_What you are asked to do_
Reproduce verbatim the passage of the 1863 letter to Walt Whitman below, from "Title: Charles S." to "of editorial policy.".

_Document passage_
* * *

Title: Charles S. Kingsley to Walt Whitman, 21 March 1863
Date: March 21, 1863
Source: The transcription presented here is derived from Drum Beats: Walt Whitman's Civil War Boy Lovers, ed. Charley Shively (San Francisco, California: Gay Sunshine Press, 1989), 153. For a description of the editorial rationale behind our treatment of the correspondence, see our statement of editorial policy.
Location: Henry W. and Albert A. Berg Collection of English and American Literature at the New York Public Library
Whitman Archive ID: nyp.00137
Contributors to digital file: Elizabeth Lorang, Kathryn Kruger, Vanessa Steinroetter, and Nick Krauter
I1 scribble a few words to you that you may know I received your letter and that I delivered the enclosed one to Gray2 (not knowing where to find Bloom)3 on Saturday night. Rather, I left it for him, at his house. I read your letter yesterday (Sunday) at Freds. A Doctor Phillips of the army, a great friend of Charlie Russells,4 arrived last night and called upon me. We meet at Freds to day at two O.C[lock] and I suppose we will have a big time. I saw Ben Knower5 walking on Fifth Avenue yesterday escorting his pretty sister. Freitsh6 sends you his compliments, respects Etc. Etc. Fred and Bloom are both in excellent condition. Fred is now on Wool's7 staff and is just back from a tour of inspection among the forts down east, including Portland, Portsmouth, Boston, Newport, New London Etc. Etc., firing off all the guns to test their effectiveness Etc. But to appreciate the history of this tour of inspection you should hear it from Fred your self. It is very funny— When last I saw Bloom, ten days or so ago he was just getting over a catarrah of the [illegible]. Poor Bloom, he didn't smoke, nor drink, and I presume he was very miserable. As I write a pugilistic duo, in the alley beyond me, have just ended an "affaire d'honneur." The smaller of two wicked, naughty boys, is weeping and wiping a bloody nose on the ragged sleeve of his jacket. The victorious youth is about to throw a small quantity of mud at the conquered one, and that he may not soil his fingers therewith he has picked up a piece of barrell hoop upon the end of which he has scraped up the quantum suf. He does not throw with great precision for the conquered person after dodging the first shower from the victors improvised catapult, runs rapidly into his mothers room in the tenement house opposite and finds therein a shelter from the foe. I shall write a long letter one of these fine days Walt and will give you all the news of interest that I can glean.

* * *

_Records provided_

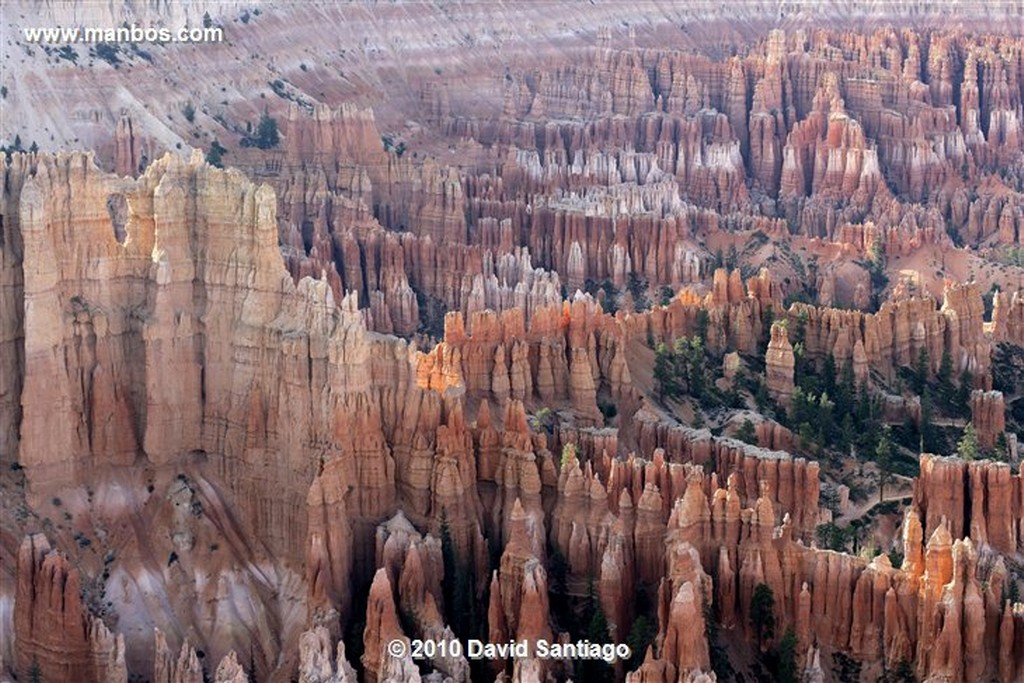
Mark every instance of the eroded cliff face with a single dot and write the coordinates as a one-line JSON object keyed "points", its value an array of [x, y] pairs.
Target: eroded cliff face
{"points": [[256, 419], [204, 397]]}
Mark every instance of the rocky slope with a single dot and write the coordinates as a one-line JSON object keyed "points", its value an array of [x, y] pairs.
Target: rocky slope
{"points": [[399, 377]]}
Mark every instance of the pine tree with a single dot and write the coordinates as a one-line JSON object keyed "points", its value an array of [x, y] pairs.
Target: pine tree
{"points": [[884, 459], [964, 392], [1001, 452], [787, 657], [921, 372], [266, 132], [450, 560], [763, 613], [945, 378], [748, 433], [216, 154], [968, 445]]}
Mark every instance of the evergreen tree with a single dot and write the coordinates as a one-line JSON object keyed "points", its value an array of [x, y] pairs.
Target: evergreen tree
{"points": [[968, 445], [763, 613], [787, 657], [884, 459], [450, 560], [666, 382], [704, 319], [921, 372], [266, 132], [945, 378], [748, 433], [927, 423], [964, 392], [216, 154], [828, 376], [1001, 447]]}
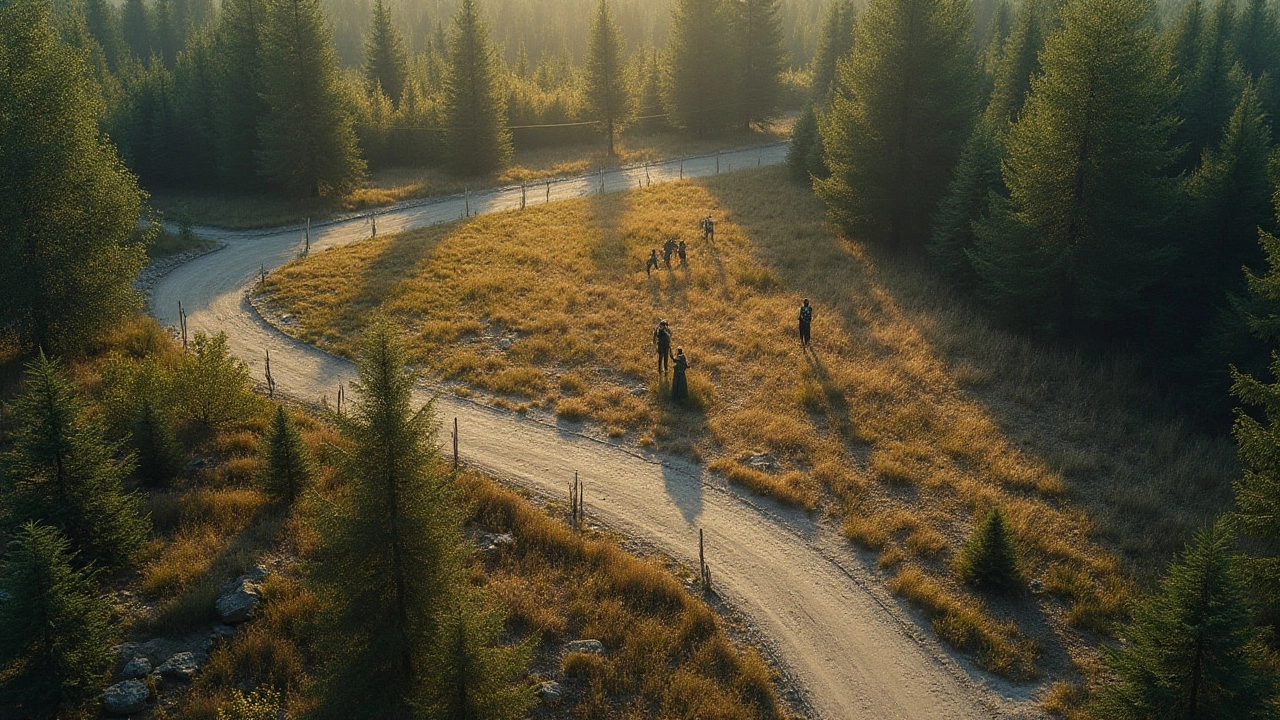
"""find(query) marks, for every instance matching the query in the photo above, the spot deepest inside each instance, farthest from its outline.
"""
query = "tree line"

* * *

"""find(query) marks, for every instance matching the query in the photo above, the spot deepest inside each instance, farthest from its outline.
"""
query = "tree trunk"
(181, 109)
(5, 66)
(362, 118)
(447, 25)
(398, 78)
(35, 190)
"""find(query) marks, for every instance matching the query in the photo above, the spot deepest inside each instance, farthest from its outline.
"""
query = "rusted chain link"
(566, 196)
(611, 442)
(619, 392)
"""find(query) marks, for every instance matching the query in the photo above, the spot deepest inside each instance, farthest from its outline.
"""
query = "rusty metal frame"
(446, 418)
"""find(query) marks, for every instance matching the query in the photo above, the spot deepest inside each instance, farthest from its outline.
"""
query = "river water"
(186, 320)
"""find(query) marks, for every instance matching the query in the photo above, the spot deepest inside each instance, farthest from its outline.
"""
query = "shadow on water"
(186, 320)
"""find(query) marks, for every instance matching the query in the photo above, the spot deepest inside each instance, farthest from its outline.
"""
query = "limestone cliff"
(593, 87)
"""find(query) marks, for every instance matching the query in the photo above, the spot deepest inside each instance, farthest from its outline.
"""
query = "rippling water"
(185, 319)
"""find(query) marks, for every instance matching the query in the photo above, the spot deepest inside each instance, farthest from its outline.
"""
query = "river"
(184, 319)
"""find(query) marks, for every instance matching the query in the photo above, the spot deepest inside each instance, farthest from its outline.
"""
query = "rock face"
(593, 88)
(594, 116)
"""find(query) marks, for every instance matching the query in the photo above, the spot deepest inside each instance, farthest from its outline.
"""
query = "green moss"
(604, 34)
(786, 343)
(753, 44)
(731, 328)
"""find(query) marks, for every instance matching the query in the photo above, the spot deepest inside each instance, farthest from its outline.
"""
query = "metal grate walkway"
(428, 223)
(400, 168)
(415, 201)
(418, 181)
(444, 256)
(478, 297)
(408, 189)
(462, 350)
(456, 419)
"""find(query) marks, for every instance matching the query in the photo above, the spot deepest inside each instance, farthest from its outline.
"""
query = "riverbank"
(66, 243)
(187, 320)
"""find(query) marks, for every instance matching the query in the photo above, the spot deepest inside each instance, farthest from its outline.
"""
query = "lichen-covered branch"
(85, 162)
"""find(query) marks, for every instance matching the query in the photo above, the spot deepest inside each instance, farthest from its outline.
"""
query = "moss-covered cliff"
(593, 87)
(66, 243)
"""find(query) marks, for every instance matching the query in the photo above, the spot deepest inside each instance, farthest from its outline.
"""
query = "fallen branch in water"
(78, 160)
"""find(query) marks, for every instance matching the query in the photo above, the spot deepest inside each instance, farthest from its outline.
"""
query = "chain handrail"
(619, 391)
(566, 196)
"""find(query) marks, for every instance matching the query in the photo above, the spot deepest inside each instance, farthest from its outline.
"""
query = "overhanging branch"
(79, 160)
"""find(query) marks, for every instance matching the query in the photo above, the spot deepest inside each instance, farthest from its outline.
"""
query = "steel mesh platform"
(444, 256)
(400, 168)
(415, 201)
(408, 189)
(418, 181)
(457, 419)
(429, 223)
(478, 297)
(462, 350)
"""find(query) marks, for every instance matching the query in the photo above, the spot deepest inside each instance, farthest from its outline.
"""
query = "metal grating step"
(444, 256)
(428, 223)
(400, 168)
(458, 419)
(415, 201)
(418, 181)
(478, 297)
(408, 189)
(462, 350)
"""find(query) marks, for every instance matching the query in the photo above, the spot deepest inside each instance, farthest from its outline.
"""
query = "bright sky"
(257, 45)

* * *

_Answer to this task_
Title: Charles S. Kingsley to Walt Whitman, 21 March 1863
Date: March 21, 1863
Source: The transcription presented here is derived from Drum Beats: Walt Whitman's Civil War Boy Lovers, ed. Charley Shively (San Francisco, California: Gay Sunshine Press, 1989), 153. For a description of the editorial rationale behind our treatment of the correspondence, see our statement of editorial policy.